━━ Material to process
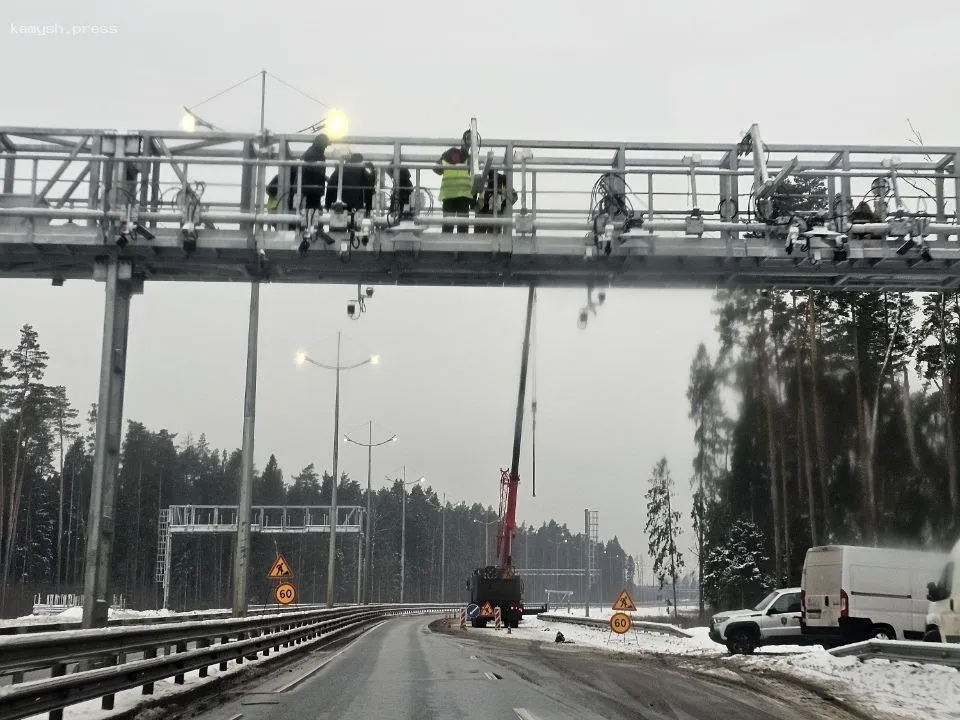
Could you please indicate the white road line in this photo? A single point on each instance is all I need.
(318, 668)
(524, 714)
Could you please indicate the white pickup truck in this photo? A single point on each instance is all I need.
(774, 621)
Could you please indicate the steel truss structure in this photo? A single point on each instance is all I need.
(188, 206)
(268, 519)
(125, 207)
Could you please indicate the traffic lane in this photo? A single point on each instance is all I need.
(619, 686)
(403, 670)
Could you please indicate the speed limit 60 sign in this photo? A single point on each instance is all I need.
(285, 593)
(620, 623)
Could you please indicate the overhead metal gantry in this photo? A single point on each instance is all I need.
(188, 206)
(129, 207)
(266, 519)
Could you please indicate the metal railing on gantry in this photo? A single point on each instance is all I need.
(191, 206)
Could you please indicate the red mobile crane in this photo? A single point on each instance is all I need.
(498, 585)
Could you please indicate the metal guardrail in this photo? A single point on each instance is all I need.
(214, 641)
(42, 627)
(645, 626)
(903, 650)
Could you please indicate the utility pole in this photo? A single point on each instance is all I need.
(403, 530)
(245, 501)
(443, 546)
(368, 561)
(332, 555)
(586, 528)
(366, 539)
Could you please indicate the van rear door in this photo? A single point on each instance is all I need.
(822, 582)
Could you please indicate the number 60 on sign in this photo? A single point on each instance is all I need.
(285, 593)
(620, 623)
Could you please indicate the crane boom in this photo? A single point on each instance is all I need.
(510, 479)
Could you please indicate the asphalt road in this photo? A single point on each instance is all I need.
(403, 670)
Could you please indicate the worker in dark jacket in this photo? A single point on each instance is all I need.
(494, 198)
(313, 180)
(401, 194)
(456, 184)
(359, 185)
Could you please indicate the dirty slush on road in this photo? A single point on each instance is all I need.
(632, 684)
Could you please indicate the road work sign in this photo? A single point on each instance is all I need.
(285, 593)
(620, 623)
(624, 603)
(280, 570)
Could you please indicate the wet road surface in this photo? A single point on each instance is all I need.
(403, 670)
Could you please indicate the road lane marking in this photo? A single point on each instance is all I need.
(318, 668)
(524, 714)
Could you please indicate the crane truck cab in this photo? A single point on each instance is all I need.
(943, 613)
(492, 587)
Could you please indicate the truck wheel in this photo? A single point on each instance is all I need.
(883, 632)
(740, 642)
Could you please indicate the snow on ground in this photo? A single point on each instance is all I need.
(532, 628)
(904, 689)
(75, 614)
(128, 699)
(658, 610)
(901, 689)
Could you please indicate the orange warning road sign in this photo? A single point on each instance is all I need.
(620, 623)
(285, 593)
(280, 570)
(624, 602)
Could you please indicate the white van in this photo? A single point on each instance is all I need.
(943, 616)
(849, 594)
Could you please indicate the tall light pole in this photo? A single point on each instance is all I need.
(302, 358)
(403, 527)
(443, 545)
(369, 445)
(486, 538)
(245, 500)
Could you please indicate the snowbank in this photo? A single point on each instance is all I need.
(900, 689)
(532, 628)
(643, 611)
(75, 614)
(905, 689)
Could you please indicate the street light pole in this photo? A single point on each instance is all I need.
(367, 561)
(443, 546)
(403, 530)
(332, 555)
(331, 563)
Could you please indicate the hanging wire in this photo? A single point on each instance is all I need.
(224, 92)
(533, 402)
(298, 90)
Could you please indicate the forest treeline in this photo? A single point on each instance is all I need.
(46, 466)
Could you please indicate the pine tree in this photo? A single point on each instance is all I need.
(663, 528)
(707, 414)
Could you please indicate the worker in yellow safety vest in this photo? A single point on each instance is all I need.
(456, 184)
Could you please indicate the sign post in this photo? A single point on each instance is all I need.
(624, 603)
(285, 592)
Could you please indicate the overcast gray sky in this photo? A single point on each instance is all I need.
(612, 398)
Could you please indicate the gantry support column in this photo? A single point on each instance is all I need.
(106, 455)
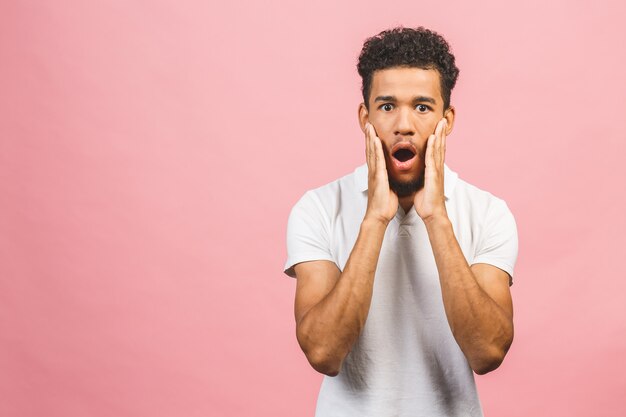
━━━━
Task to carry out »
Please print every record exactly, leaving out the pictures.

Solution for this task »
Could you please indicate the white road line in this photo? A single point on each instance is all I need.
(318, 668)
(524, 714)
Could you please indicate the white pickup truck in this photo? A single point on each instance is all I need.
(774, 621)
Could you please indicate the steel truss structure in this photo? A single point on each instance is all I need.
(188, 206)
(268, 519)
(125, 207)
Could you please indicate the traffic lane in this photo? A single point on each instance is all I need.
(619, 686)
(403, 670)
Could you please indicate the speed limit 60 sign in this photo? A single point on each instance is all I need.
(285, 593)
(620, 623)
Could you please indicate the overhead metal gantry in this photo? A single point on each instance is all I need.
(188, 206)
(129, 207)
(266, 519)
Could you please indicate the metal railing on gantry in this photo? A single point on each instance is all I need.
(191, 206)
Could you please indicate the red mobile crane in this photo? A single point on each instance is all I need.
(498, 585)
Could you please indicate the metal guardrail in this photo? A single point on each instance is all I need.
(214, 641)
(42, 627)
(645, 626)
(903, 650)
Could you please indicate the utility pole in this photo? A single point on each instance is all I need.
(403, 530)
(245, 501)
(443, 546)
(368, 561)
(332, 555)
(586, 528)
(366, 539)
Could you please indicate the van rear door in this photo? A single point on each instance is all I need.
(822, 582)
Could you please indicate the number 60 on sign in this photo? A single point on each instance is all I need.
(285, 593)
(620, 623)
Could you please indicate the crane boom in this photo? A single point on each instance is all I need.
(510, 479)
Could you please indicate the asphalt road in this photo? A single point on each instance is all I need.
(403, 670)
Could you please indicate the worker in dark jacket in this photo? A single point on each instance is all I need.
(494, 198)
(313, 180)
(401, 194)
(456, 184)
(359, 185)
Could you please indicate the dirty slush on road in this photo? A single point on each instance is all I need.
(632, 684)
Could you please indicate the road work sign in this photo? A single point on each instance is all I need.
(285, 593)
(620, 623)
(624, 603)
(280, 570)
Could you please indicate the wet road surface in this photo? A single point on each instance is all I need.
(403, 670)
Could you please indicate the road lane marking in this photo? A single point on each instance is all I need.
(318, 668)
(524, 714)
Could you please indicate the crane truck cab in this photo? A single point on each instance is all I need.
(943, 613)
(492, 587)
Could you please indicate the truck wheel in this photo? A single point on each instance is all I need.
(883, 632)
(740, 642)
Could you please indicate the snow on ground in this photo? A single point on each instance is all I need.
(532, 628)
(904, 689)
(75, 614)
(128, 699)
(658, 610)
(901, 689)
Could you please indicate the orange warning road sign in this photo? A single point on each instance is all I need.
(620, 623)
(285, 593)
(280, 570)
(624, 602)
Could you please indicate the white van in this photo? A single point on each instance is all I need.
(943, 616)
(849, 594)
Could you please indicate the tall light pole in this photo? A single point on each instance is all I need.
(302, 358)
(403, 527)
(443, 545)
(369, 445)
(486, 538)
(245, 500)
Could you please indicate the snowbank in this photo? A single point on each instance is all I need.
(900, 689)
(532, 628)
(643, 611)
(75, 614)
(905, 689)
Could you please indicate the street light pole in this photo? A single point on each instance is all I need.
(367, 561)
(443, 546)
(403, 530)
(332, 555)
(331, 563)
Could you please indicate the hanging wire in this photo? A single point on each instance is all I need.
(224, 92)
(533, 402)
(298, 90)
Could you please indicate the forest treeline in this photo? A single point on each instance is all I need.
(46, 466)
Could you please indicate the pine tree in this photo? A single point on each instance is all I need.
(663, 528)
(707, 414)
Could you please indicate the worker in yellow safety vest in this photo? A single point on each instance is all I need.
(456, 184)
Could you please indicate the sign post in this photo? A single point on each instance is all I need.
(624, 603)
(285, 592)
Could you please indicate the overcast gray sky in this photo? A single point on each instance is all I need.
(612, 398)
Could you please indicate the gantry support column in this photo? A single point on each instance is all I need.
(106, 455)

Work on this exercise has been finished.